[Location labeling records]:
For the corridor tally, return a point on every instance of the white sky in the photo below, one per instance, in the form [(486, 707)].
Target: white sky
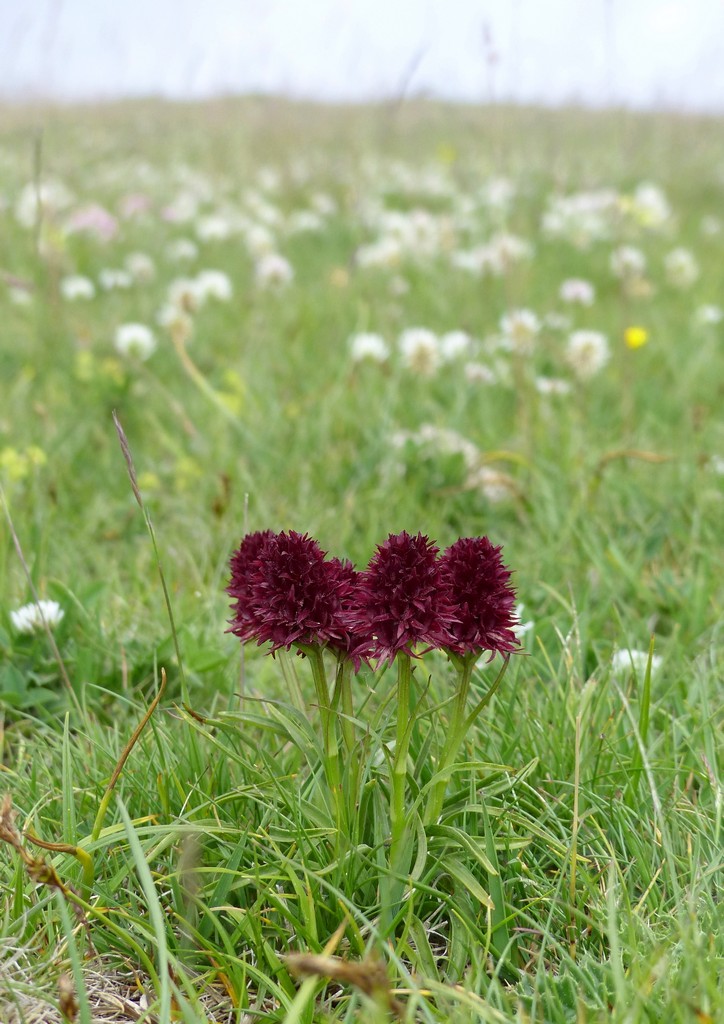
[(637, 52)]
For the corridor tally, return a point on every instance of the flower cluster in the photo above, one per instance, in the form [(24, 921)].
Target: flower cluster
[(287, 592)]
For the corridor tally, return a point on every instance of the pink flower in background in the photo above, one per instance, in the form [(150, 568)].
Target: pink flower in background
[(92, 219)]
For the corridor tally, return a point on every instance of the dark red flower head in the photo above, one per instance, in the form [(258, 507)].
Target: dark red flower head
[(242, 564), (399, 601), (478, 587), (288, 593)]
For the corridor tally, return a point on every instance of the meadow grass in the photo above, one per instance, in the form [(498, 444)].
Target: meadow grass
[(575, 871)]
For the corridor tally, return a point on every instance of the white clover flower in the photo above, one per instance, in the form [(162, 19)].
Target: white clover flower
[(454, 344), (176, 321), (711, 225), (272, 269), (134, 340), (369, 346), (587, 352), (520, 328), (33, 617), (650, 206), (578, 290), (19, 296), (552, 386), (624, 663), (420, 349), (708, 315), (446, 441), (627, 262), (681, 268), (213, 285), (77, 287)]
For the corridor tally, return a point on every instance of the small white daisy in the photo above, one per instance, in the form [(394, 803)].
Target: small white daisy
[(33, 617), (134, 340), (368, 345)]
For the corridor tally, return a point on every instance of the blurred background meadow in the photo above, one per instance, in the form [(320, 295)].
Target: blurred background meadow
[(351, 271)]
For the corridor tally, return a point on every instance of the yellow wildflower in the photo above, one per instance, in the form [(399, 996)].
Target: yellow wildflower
[(13, 464), (635, 337)]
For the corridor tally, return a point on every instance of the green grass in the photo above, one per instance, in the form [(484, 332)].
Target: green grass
[(575, 873)]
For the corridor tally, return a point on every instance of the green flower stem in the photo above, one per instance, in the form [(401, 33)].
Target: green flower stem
[(459, 727), (399, 764), (329, 729), (343, 697)]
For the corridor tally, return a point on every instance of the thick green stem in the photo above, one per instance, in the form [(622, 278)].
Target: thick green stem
[(454, 739), (343, 699), (329, 730), (399, 764)]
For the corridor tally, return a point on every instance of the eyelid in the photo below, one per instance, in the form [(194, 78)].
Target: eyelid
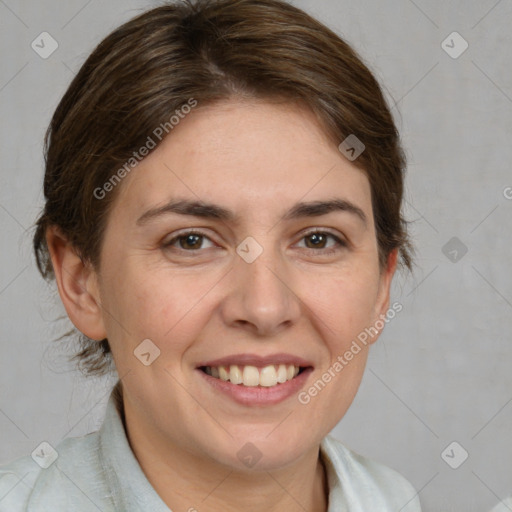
[(340, 240)]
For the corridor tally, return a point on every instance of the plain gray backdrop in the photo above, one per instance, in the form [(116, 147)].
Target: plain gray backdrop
[(441, 372)]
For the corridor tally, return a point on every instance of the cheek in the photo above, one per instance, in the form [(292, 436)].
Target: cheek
[(160, 306), (344, 305)]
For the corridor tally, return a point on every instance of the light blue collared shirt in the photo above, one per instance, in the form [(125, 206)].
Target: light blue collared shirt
[(99, 472)]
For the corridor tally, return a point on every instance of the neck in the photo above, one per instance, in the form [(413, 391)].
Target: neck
[(185, 481)]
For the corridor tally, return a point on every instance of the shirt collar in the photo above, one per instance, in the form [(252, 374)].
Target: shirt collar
[(131, 490)]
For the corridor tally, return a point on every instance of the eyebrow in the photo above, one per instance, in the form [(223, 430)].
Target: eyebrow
[(213, 211)]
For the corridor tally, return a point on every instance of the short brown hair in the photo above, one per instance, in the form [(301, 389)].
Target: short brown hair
[(209, 50)]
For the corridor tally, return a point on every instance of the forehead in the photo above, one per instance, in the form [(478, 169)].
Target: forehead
[(253, 156)]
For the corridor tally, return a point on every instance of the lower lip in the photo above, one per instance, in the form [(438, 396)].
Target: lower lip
[(259, 395)]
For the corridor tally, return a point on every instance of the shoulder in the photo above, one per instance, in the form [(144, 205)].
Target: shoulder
[(369, 482), (52, 478)]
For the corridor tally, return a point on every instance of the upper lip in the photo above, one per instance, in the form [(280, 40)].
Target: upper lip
[(257, 360)]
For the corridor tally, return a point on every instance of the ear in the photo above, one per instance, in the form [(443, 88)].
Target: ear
[(78, 286), (382, 302)]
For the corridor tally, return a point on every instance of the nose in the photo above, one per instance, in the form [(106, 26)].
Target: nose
[(261, 297)]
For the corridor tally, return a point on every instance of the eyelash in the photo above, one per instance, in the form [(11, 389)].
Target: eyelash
[(340, 244)]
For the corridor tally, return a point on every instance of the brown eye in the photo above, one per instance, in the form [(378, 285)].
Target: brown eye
[(190, 241), (317, 240), (320, 241)]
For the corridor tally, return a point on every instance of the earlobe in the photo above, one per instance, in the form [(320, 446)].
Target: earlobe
[(383, 297), (385, 282), (77, 285)]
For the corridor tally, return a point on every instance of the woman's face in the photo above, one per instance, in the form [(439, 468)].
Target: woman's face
[(244, 241)]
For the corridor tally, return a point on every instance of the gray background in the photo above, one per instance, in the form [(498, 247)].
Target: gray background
[(441, 371)]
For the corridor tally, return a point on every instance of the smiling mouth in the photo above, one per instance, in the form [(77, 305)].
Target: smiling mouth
[(252, 376)]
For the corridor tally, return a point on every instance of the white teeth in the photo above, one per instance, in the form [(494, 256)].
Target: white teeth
[(252, 376), (235, 374), (223, 374), (281, 374), (268, 376)]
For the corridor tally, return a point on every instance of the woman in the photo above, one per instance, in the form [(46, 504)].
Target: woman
[(223, 221)]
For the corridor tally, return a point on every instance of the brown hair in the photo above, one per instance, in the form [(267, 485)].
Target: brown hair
[(152, 65)]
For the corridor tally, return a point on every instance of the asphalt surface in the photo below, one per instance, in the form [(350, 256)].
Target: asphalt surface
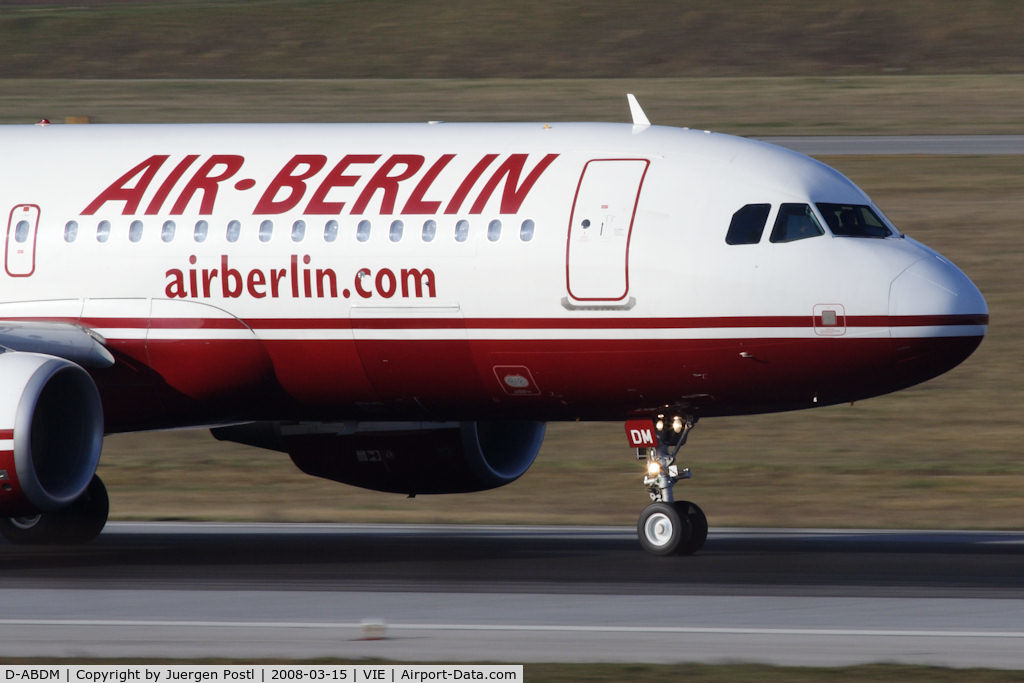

[WORK TO COMPLETE]: Please express the records from the line with "form [(413, 391)]." to the line with "[(78, 286), (382, 302)]" as a two-column CSV with the headers request and answer, one row per record. Put each value in a single quoted field and turn its line breaks into spaces.

[RESPONSE TO THIS EXERCISE]:
request,answer
"For the corridor tally, return a point on every instance of the neck in the photo above, one per instance, in the form [(413, 391)]. Target: neck","[(185, 481)]"
"For the corridor tally, return a point on every instance of the shirt collar in the photo above, one per instance, in the form [(252, 374)]. Target: shirt collar","[(131, 490)]"
"For the corridor tally, return a point on every instance of the eyebrow in the photo above, one per instance, in the form [(223, 430)]. Target: eyebrow","[(213, 211)]"
"For the corridor tally, return a point on every instance of the short brown hair in the photo above, one per instance, in the form [(301, 389)]. Target: short brown hair","[(209, 50)]"
"For the corridor tally, return a point on every instance of the forehead in the photo above, one per instance, in the form [(478, 169)]. Target: forehead","[(253, 156)]"
"For the corridor tally, return a point on every instance of the lower lip in the photo above, one per instance, in the form [(438, 396)]. Target: lower lip","[(259, 395)]"
"For the corridor tally, return a point on every instance of the shoulder in the photo above, one per instance, in the form [(144, 205)]. Target: shoulder","[(369, 482), (52, 478)]"
"For the corridor tally, return a point on every instance of the upper lip in the photo above, one per instance, in the form [(280, 40)]. Target: upper lip","[(257, 360)]"
"For the corridor tally, return a point on every instance of the ear in the photo above, one per instance, in the form [(443, 88)]. Target: ear","[(78, 286), (382, 302)]"